- Your objective: This task calls for every entry below to be repeated exactly, without the pictures.

[Data for this exercise Boundary: Start]

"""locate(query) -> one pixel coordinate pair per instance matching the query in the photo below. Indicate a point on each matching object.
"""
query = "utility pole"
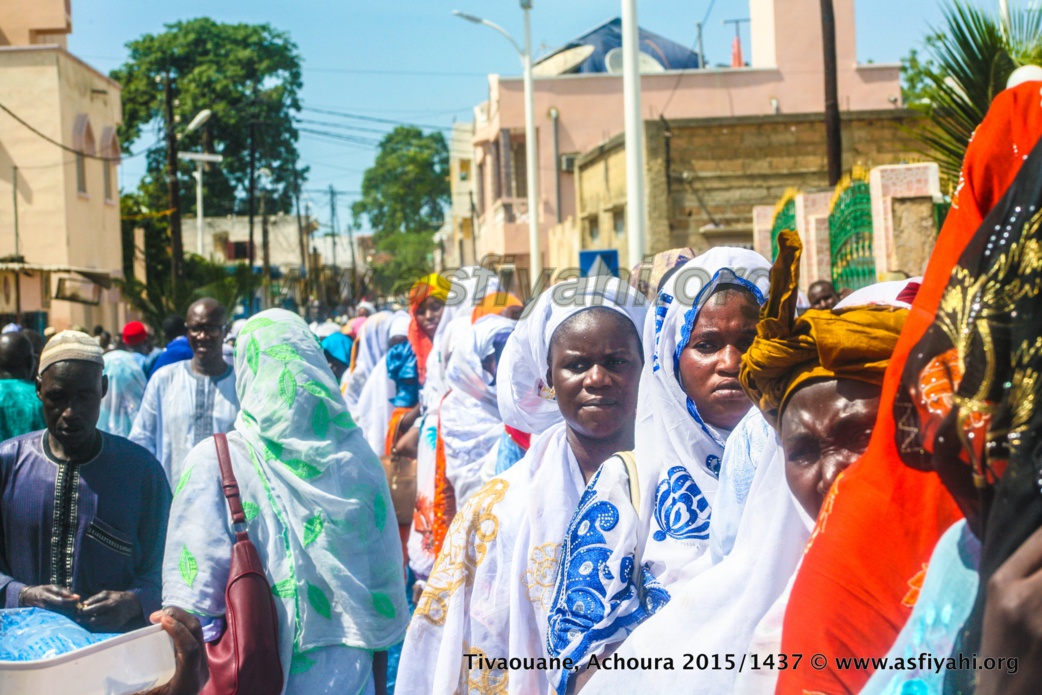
(177, 250)
(266, 248)
(252, 181)
(18, 251)
(834, 132)
(300, 238)
(636, 203)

[Data for this exercise Boundary: End]

- Response:
"""locate(query) -> one pixel coordinate pair per instance matching the query in the photo below. Indicate a point on each matching object.
"""
query = "utility pole"
(177, 250)
(266, 248)
(252, 181)
(18, 251)
(834, 132)
(300, 238)
(636, 203)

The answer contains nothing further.